Changes in Territory.

At the time of Christ's birth, the whole of Palestine was united under Herod's rule, but on Herod's death, after a long reign of 37 (or, counting from his actual accession, 34) years, his dominions were, in accordance with his will, confirmed by Rome, divided. Judea and Samaria (a few towns excepted) fell to his son Archelaus (Matthew 2:22 ), with the title of "ethnarch"; Galilee and Perea were given to Herod Antipas, another son, with the title of "tetrarch" (Matthew 14:1; Luke 3:1 , Luke 3:19; Luke 23:7; Acts 13:1 ); Herod Philip, a third son, received Iturea, Trachonitis, and other parts of the northern trans-Jordanic territory, likewise as "tetrarch" (Luke 3:1; compare Matthew 14:3; Mark 6:17 ). A few years later, the tyranny of Archelaus provoked an appeal of his subjects to Augustus, and Archelaus, summoned to Rome, was banished to Gaul (7 AD). Thereafter Judea, with Samaria, was governed by a Roman procurator, under the oversight of the prefect of Syria.

3. The Religious Sects:

In the religious situation the chief fact of interest is the place occupied and prominent part played by the religious sects - the Pharisees, the Sadducees, and (though unmentioned in the Gospels, these had an important influence on the early history of the church) the Essenes. The rise and characteristics of these sects can here only be alluded to (see special articles).

(1) The Scribes.

——

[Requirement 1] In the passage on first-century Palestine, where was Archelaus banished after being summoned to Rome?
[Requirement 2] Translate this sentence from the passage on first-century Palestine into Spanish: "Thereafter Judea, with Samaria, was governed by a Roman procurator, under the oversight of the prefect of Syria."
[Requirement 3] Resume the passage on first-century Palestine after its last line, "(1) The Scribes."

——

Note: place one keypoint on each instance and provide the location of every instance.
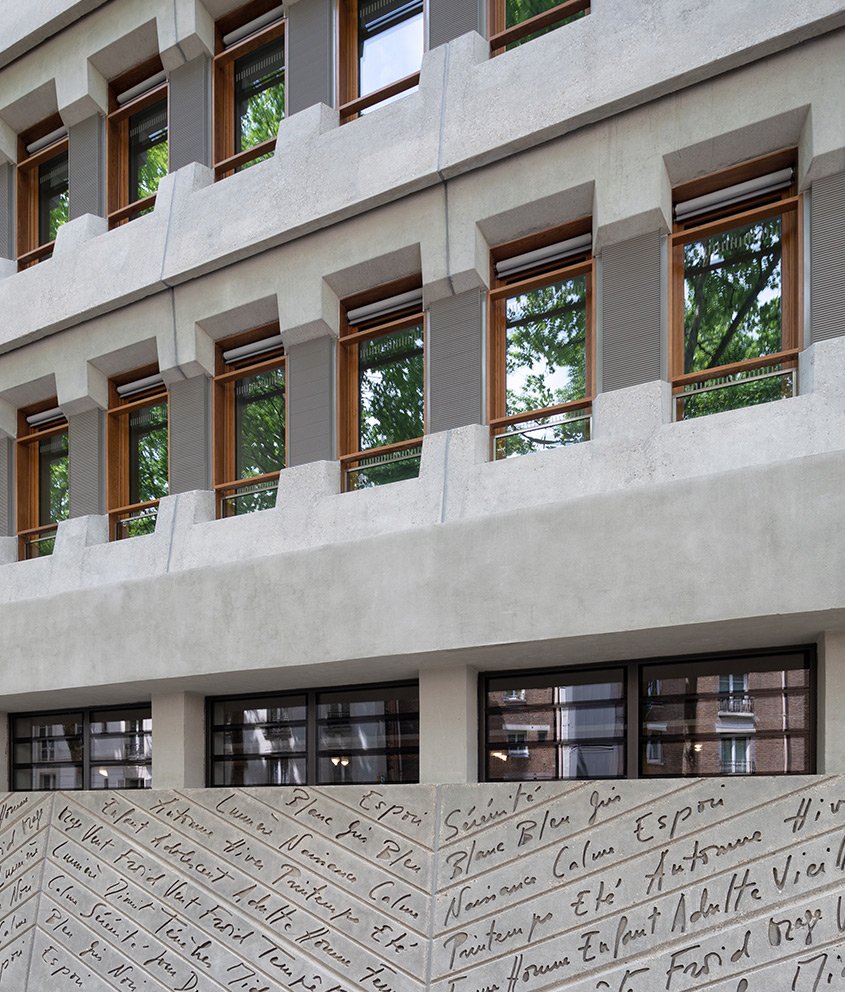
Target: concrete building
(405, 394)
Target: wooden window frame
(636, 763)
(117, 446)
(350, 103)
(348, 398)
(120, 208)
(87, 764)
(505, 287)
(30, 250)
(501, 36)
(226, 160)
(311, 699)
(786, 203)
(28, 484)
(223, 422)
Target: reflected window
(43, 190)
(735, 286)
(84, 749)
(43, 481)
(382, 358)
(382, 49)
(138, 149)
(556, 725)
(138, 452)
(368, 735)
(250, 418)
(249, 88)
(513, 22)
(710, 718)
(541, 344)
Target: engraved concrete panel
(724, 884)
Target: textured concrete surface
(725, 885)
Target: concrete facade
(655, 539)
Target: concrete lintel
(76, 232)
(81, 387)
(178, 758)
(185, 31)
(81, 91)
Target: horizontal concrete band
(643, 886)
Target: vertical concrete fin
(309, 69)
(190, 435)
(455, 361)
(86, 448)
(631, 327)
(7, 528)
(448, 19)
(86, 167)
(7, 210)
(310, 393)
(189, 125)
(827, 258)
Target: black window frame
(88, 763)
(635, 749)
(312, 751)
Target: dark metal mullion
(311, 766)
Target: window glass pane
(732, 296)
(260, 423)
(53, 198)
(390, 42)
(148, 454)
(557, 725)
(53, 482)
(390, 388)
(546, 346)
(259, 96)
(147, 150)
(735, 716)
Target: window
(382, 43)
(43, 191)
(83, 749)
(249, 86)
(249, 421)
(382, 387)
(137, 141)
(339, 736)
(137, 452)
(513, 22)
(563, 725)
(43, 491)
(735, 278)
(541, 342)
(587, 723)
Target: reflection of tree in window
(148, 453)
(147, 151)
(259, 97)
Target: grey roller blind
(631, 326)
(86, 158)
(7, 211)
(827, 258)
(310, 30)
(455, 361)
(190, 435)
(310, 406)
(189, 130)
(86, 452)
(449, 19)
(7, 525)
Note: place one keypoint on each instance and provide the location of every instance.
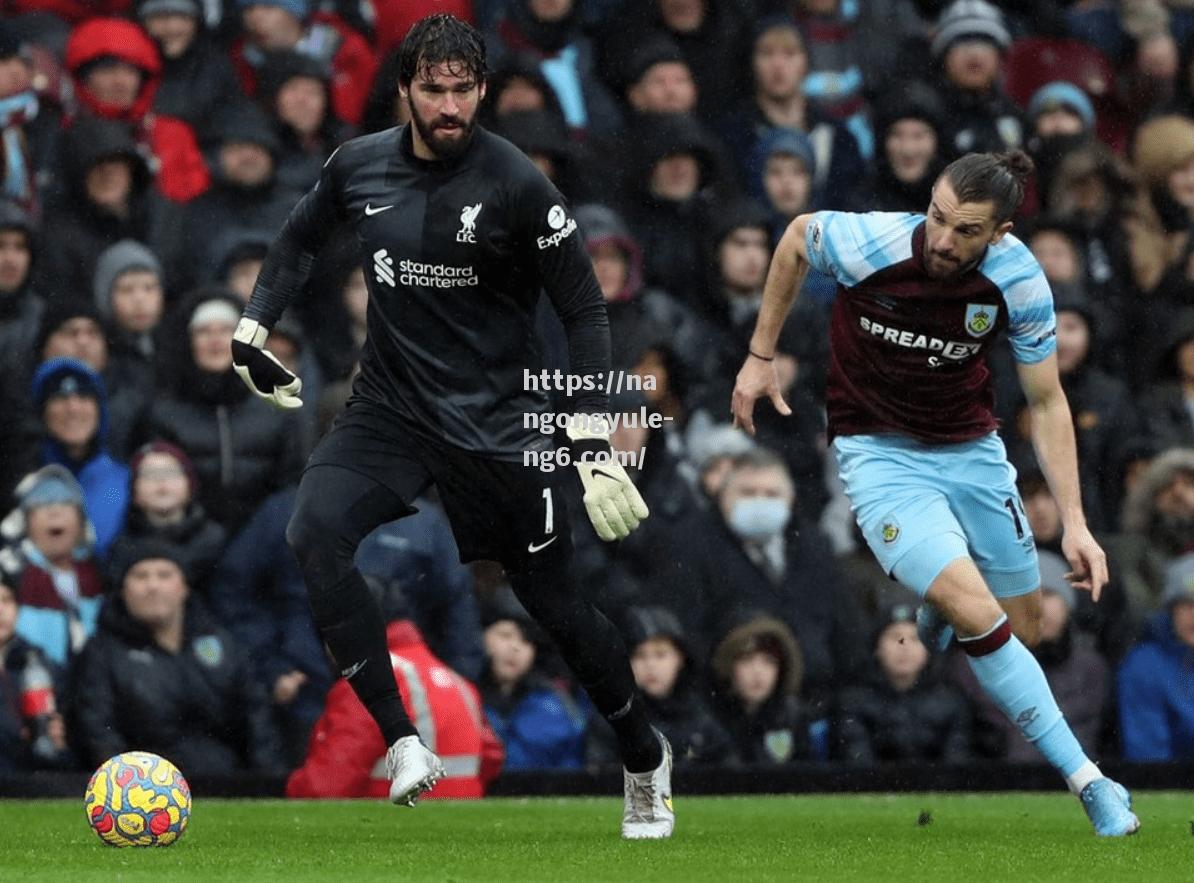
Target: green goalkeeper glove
(614, 505)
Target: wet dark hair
(991, 177)
(439, 39)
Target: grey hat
(121, 258)
(167, 7)
(970, 18)
(1053, 570)
(1180, 580)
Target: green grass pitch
(921, 838)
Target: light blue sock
(1013, 677)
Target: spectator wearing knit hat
(780, 67)
(1156, 693)
(271, 25)
(72, 401)
(903, 711)
(910, 122)
(295, 92)
(551, 34)
(197, 78)
(242, 449)
(967, 50)
(161, 675)
(1060, 119)
(757, 668)
(60, 585)
(164, 508)
(116, 70)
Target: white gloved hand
(614, 505)
(260, 369)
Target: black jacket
(199, 706)
(878, 724)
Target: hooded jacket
(346, 755)
(1156, 696)
(242, 449)
(180, 171)
(199, 706)
(104, 480)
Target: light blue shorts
(921, 506)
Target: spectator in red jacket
(348, 755)
(272, 25)
(116, 70)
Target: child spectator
(540, 726)
(31, 730)
(665, 677)
(164, 508)
(161, 677)
(60, 585)
(73, 403)
(1156, 693)
(758, 671)
(903, 714)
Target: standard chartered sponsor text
(436, 276)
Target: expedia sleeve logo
(562, 226)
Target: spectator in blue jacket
(1156, 681)
(258, 594)
(72, 401)
(539, 723)
(419, 555)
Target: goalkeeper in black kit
(459, 233)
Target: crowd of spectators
(152, 149)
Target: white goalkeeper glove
(260, 369)
(614, 505)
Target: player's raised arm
(283, 273)
(1058, 455)
(757, 377)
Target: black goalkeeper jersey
(455, 255)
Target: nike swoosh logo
(533, 548)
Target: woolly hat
(1163, 146)
(1062, 94)
(299, 8)
(125, 255)
(170, 450)
(970, 19)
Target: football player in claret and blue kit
(919, 301)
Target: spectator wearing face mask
(752, 555)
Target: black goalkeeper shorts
(498, 510)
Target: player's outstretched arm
(1058, 455)
(757, 377)
(283, 273)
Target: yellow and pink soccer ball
(137, 798)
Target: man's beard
(445, 149)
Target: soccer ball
(137, 798)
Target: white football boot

——

[Written response 1] Gaul, in 7 AD.

[Written response 2] Después de eso, Judea, junto con Samaria, fue gobernada por un procurador romano, bajo la supervisión del prefecto de Siria.

[Written response 3]
From the days of Ezra zealous attention had been given to the study of the law, and an order of men had arisen - the "scribes" - whose special business it was to guard, develop and expound the law. Through their labors, scrupulous observance of the law, and, with it, of the innumerable regulations intended to preserve the law, and apply it in detail to conduct (the so-called "tradition of the elders," Matthew 15:2 ff), became the ideal of righteousness. The sects first appear in the Maccabean age. The Maccabean conflict reveals the existence of a party known as the "Assidaeans" (Hebrew ḥǎṣı̄dhı̄m ), or "pious" ones, opposed to the lax Hellenizing tendencies of the times, and staunch observers of the law. These in the beginning gave brave support to Judas Maccabeus, and doubtless then embraced the best elements of the nation.

(2) The Pharisees.

From them, by a process of deterioration too natural in such cases, developed the party of legalists known in the Gospels as the "Pharisees" ("separated"), on which Christ's sternest rebukes fell for their self-righteousness, ostentation, pride and lack of sympathy and charity (Matthew 6:2 ff; 23; Luke 18:9-14 ). They gloried in an excessive scrupulosity in the observance of the externals of the law, even in trivialities. To them the multitude that knew not the law were "accursed" (John 7:49 ). To this party the great body of the scribes and rabbis belonged, and its powerful influence was eagerly sought by contending factions in the state.

(3) The Sadducees.

Alongside of the Pharisees were the "Sadducees" (probably from "Zadok") - rather a political and aristocratic clique than a religious sect, into whose possession the honors of the high-priesthood and other influential offices hereditarily passed. They are first met with by name under John Hyrcanus (135-106 BC). The Sadducees received only the law of Moses, interpreted it in a literal, secularistic spirit, rejected the Pharisaic traditions and believed in neither resurrection, angel nor spirit (Acts 23:8 ). Usually in rivalry with the Pharisees, they are found combining with these to destroy Jesus (Matthew 26:3-5 , Matthew 26:57 ).

(4) The Essenes.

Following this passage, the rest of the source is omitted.